*Source extract:*
# Crocodile skink illness



## Malhavoc's (Nov 16, 2012)

Hello Arachnoboards!
 I have the unfortunate news to talk about my latest aquisition my crocodile skink. He was remarkable find, and did well for two or three weeks after aquisition, then, I noted an abnormal bump a half inch from the tip of his tail, after a topical aplication to the swelling of paroxide a chink in his back scales parted, and out came the maggots, the flies seem to be some sort of scuttle fly/phorrid fly, I thought I had them under control with regular baths in paroxide application of vasoline etc to keep them out of the wound it seemed to be healing; 
However today, he is acting dessicated and dried out, wanting to swim on land, unable to move properly hold footing, when given water he drinks, then vomits it back up, I am at a loss of what to do. and what could be causing it.

As it is an exotic and not a common one in my area, no vets in the area are willing/able to treat/ take him, so I am now turning to our community for assistance.


----------



## Entomancer (Nov 16, 2012)

Do you know if it's CB or WC?

If it is WC, this could be partially due to parasites. A parasitic fly infestation should not have caused such severe symptoms. 

Fluker's Repta-Aid is a pretty good food source for sick lizards. I had a very ill leopard gecko that somebody found abandoned in an empty apartment suite (long story) and I successfully raised him back to full health with the help of that stuff. It come with a syringe and dosage info as well. Pedialyte (the non-flavored kind) is also great for rehydrating sick herps, but you'll probably need to give it to them with a syringe.

I know that Baytril and Panacur are two good medications for dealing with bacterial infections and parasites (respectively), but obviously without a clear diagnosis of the problem, it's hard to know what to do. If you have access to a microscope, you could get some feces and check for parasites, as they will be swimming around in the fecal matter on the slide (or worm eggs, etc. may be present). 

Why not explain your setup, care routine, and the skink's background to us? Maybe we'll be able to see or find something that could be causing the problem.

Edit:

I searched for reptile vets, and I found several in Guelph:

Dr. Allison Daub
Campus Estates Animal Hospital
Guelph, Ontario
519-837-1212

Dr. Craig Mosley
Department of Clinical Studies
Ontario Veterinary College,
University of Guelph
Guelph, Ontario
N1G 2W1
(519) 824-4120 x4016
Not presently in clinical practice. Available for consultation with other veterinarians.

Dr. Taylor, Dr. Kramer (intern)
University of Guelph
Guelph, Ontario,
519 823-8830

Here's the link to where I found them, with others from Ontario: http://www.triciaswaterdragon.com/canrepvt.htm#ont


----------



## Malhavoc's (Nov 16, 2012)

Thanks LordRaiden;

Those were some of the first I contacted, Due to the limited information on Red Eyed Croc skinks, and the small size of the lizard, none were willing to take it, especialy after we had a chat over the rapid development of symptoms. I have preserved the lizard, and begun dismantling of his tank for clues; while I do that, I will give you a break down of his care

Feeding once A week, With varied diet; Dusted crickets, silkworms/butterworms and the occasional Silk moth catapilliar (raised on commercial diet as wild are toxic)

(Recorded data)
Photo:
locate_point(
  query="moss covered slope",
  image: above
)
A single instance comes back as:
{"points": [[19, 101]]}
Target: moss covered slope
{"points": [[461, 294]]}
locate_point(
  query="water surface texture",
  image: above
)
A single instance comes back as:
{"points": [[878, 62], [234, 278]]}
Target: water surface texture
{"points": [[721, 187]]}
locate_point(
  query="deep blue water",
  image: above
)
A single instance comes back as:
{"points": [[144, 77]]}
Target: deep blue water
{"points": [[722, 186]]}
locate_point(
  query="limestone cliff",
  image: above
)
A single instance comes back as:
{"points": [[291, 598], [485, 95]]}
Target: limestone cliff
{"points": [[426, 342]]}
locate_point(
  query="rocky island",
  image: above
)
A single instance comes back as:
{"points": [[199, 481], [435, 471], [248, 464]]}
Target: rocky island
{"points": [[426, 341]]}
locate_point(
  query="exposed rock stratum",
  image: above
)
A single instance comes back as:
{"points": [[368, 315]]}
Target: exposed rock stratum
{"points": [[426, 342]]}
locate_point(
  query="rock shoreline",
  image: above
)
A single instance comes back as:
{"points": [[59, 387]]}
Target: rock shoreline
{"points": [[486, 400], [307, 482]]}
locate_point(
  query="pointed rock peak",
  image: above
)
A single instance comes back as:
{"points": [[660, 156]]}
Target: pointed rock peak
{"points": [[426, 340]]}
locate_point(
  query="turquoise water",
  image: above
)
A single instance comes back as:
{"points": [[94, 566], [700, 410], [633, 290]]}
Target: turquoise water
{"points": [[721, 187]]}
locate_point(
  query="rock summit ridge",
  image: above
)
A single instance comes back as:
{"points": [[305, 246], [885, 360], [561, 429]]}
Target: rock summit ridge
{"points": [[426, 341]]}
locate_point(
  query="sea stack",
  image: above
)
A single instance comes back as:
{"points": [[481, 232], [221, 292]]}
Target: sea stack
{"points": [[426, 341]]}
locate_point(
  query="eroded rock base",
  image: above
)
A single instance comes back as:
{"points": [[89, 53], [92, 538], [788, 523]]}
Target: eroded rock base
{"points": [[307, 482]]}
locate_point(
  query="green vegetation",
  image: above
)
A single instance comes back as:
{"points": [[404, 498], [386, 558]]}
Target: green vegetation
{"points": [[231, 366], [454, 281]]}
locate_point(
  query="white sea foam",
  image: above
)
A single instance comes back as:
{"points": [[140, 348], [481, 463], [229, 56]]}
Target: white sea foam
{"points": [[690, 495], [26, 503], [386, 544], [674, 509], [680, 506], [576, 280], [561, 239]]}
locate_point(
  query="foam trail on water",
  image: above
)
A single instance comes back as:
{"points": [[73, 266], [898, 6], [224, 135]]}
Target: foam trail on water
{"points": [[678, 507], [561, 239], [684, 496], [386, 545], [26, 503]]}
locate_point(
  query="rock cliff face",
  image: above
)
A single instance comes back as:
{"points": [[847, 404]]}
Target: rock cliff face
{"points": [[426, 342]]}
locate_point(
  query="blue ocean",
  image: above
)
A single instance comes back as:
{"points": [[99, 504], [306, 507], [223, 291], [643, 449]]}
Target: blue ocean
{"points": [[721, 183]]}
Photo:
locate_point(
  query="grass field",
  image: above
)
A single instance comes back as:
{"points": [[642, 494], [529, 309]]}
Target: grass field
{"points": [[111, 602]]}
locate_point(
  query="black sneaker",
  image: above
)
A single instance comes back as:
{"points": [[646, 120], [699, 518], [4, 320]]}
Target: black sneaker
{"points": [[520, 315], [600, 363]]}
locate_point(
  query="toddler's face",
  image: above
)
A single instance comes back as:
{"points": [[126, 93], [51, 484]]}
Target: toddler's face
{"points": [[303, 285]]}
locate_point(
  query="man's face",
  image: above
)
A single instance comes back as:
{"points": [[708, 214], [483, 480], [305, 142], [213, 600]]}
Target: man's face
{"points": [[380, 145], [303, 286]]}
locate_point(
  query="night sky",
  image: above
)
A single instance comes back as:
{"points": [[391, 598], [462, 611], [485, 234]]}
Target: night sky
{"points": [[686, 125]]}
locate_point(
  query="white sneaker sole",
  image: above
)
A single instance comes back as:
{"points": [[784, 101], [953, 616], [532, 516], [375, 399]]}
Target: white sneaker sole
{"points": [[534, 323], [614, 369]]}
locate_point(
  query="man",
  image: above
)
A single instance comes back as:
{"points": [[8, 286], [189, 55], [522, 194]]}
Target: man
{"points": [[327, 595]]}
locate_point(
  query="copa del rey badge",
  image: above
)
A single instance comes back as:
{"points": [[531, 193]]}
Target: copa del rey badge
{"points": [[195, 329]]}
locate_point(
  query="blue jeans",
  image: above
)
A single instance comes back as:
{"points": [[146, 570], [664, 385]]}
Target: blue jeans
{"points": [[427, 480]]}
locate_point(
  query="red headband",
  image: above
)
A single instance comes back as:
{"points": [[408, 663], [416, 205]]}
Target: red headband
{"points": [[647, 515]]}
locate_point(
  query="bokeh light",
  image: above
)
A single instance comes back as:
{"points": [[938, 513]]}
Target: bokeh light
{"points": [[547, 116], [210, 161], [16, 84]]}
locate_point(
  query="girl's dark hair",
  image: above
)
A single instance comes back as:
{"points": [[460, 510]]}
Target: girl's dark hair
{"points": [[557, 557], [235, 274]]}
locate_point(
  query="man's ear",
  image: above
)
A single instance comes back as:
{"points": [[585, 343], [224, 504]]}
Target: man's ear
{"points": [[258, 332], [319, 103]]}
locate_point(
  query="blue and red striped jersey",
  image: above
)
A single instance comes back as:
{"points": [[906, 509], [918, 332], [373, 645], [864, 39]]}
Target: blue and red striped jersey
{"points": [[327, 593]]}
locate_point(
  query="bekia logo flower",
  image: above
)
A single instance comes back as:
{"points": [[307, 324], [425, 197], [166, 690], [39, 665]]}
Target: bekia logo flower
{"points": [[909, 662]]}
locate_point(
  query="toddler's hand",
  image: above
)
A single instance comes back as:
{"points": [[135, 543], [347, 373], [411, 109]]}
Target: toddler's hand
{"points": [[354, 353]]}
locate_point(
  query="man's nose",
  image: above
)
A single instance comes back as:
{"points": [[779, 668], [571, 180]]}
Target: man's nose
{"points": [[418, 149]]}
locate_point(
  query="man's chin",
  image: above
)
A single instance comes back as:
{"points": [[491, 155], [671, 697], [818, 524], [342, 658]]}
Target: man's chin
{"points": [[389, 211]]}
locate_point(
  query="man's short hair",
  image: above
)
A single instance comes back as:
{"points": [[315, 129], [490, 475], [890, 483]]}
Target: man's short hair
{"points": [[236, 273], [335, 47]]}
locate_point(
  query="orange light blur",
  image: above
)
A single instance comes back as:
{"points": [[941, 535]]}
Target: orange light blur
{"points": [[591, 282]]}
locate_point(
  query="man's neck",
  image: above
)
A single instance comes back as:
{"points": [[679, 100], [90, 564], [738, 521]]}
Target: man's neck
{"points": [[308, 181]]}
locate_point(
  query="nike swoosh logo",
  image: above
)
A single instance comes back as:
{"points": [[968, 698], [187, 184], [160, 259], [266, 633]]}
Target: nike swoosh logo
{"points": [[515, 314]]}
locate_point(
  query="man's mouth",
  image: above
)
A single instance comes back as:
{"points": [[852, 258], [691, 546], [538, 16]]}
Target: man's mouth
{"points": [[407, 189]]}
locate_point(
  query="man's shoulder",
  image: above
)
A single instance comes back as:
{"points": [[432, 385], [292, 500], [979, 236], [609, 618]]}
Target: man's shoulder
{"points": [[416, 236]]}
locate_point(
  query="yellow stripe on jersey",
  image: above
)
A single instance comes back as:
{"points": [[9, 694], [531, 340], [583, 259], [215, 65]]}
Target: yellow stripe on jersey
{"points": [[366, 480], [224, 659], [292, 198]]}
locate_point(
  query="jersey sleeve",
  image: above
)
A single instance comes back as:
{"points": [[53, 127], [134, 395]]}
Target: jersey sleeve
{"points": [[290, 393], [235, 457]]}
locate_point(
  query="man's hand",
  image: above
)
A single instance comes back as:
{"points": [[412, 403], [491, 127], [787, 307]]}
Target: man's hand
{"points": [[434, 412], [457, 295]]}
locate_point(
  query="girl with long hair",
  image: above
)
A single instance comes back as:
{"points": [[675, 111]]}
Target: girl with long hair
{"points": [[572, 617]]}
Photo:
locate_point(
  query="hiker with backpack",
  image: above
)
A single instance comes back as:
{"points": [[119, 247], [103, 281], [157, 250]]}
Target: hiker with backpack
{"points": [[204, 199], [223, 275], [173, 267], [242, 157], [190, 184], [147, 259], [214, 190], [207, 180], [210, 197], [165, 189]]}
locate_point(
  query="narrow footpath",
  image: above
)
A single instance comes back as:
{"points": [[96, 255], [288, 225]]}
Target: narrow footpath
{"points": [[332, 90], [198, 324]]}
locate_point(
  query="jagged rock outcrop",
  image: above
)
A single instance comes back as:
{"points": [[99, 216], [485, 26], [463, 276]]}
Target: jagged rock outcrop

*Task item A:* Do these statements agree with the crocodile skink thread above? Answer yes or no for each, and quote the deciding words of the thread. (i) The skink did well for two or three weeks after it was acquired. (ii) Entomancer says a parasitic fly infestation alone should have caused such severe symptoms. (iii) The skink was fed twice a week.
*Task item B:* Extend the crocodile skink thread, starting right after its final line about feeding.

*Output A:*
(i) Yes: "did well for two or three weeks after aquisition"
(ii) No: "A parasitic fly infestation should not have caused such severe symptoms."
(iii) No: "Feeding once A week"

*Output B:*
His tank was Moist and room temprature, with a warm spot slightly above; I'd like to say a humidity level of 60% day 70%-80% night, Rotational on a timer lightening, Cocohusk bedding which he made a nice burrow in beneath a half rock hide.

His bowel movements were regular; which is one of the first things I started monitoring, he was bought as a juvie/adult this summer and I suspect he is wildcaught as they are not localy bred in canada as far as I know.

I noted no irregular behavior until this morning, he accepted food two days prior of the usual staple, no other critters have shwon any ill effects when fed from the same home raised cricket batch; H had his head exposed out of his burrow and eyes half shut. I provided him water with a syringe, trickling it in front of him which he drank, then vomited approximatly 14 minutes later. It went down hill rapidly after that.
1 hour, he was no longer moving
1.5, he was limp, and breathing once every minute
2, he only responded to touch at this point. I am unsure if he was still alive, or simply reflex, his breathing was far too long between breaths.
2.25, his eyes sunk into his head, and no longer responded to any stimuli
3, I proclaimed him dead.

My treatment was to give him water, and keep an eye on him. after the vomiting, I removed him immediatly from his tank and placed in a warm (22c) ICU, with a damp towel bedding in a dark place, and checked quarter hourly. at the 2.25 mark, I tried to administer water to hydra via syringe, with stimulation of his throat, he swollowed, but I believe it may of been too late. he did after recieving the water open his eyes for a moment, and watch his sorroundings, but quickly passed after that.

due to the RAPID onslaught of whatever hit him, my belief is it had to be a toxin; but from what I do not know, as I breed exotics, I do not store chemicles nor use them around my herps, my feeders are home raised, and he had lived on the diet for several months with no ill signs, there was no discolouration of scale, no abraisions despite the healing wound upon the tail. no mucus around the eyes or nostrils, no raspy sounds when breathing (respitory infection one of my suspects) I take a blow at the loss of this lizard, He wasone of my favorites, and the fact that in a long while, I am clueless to the cause does not help the feeling.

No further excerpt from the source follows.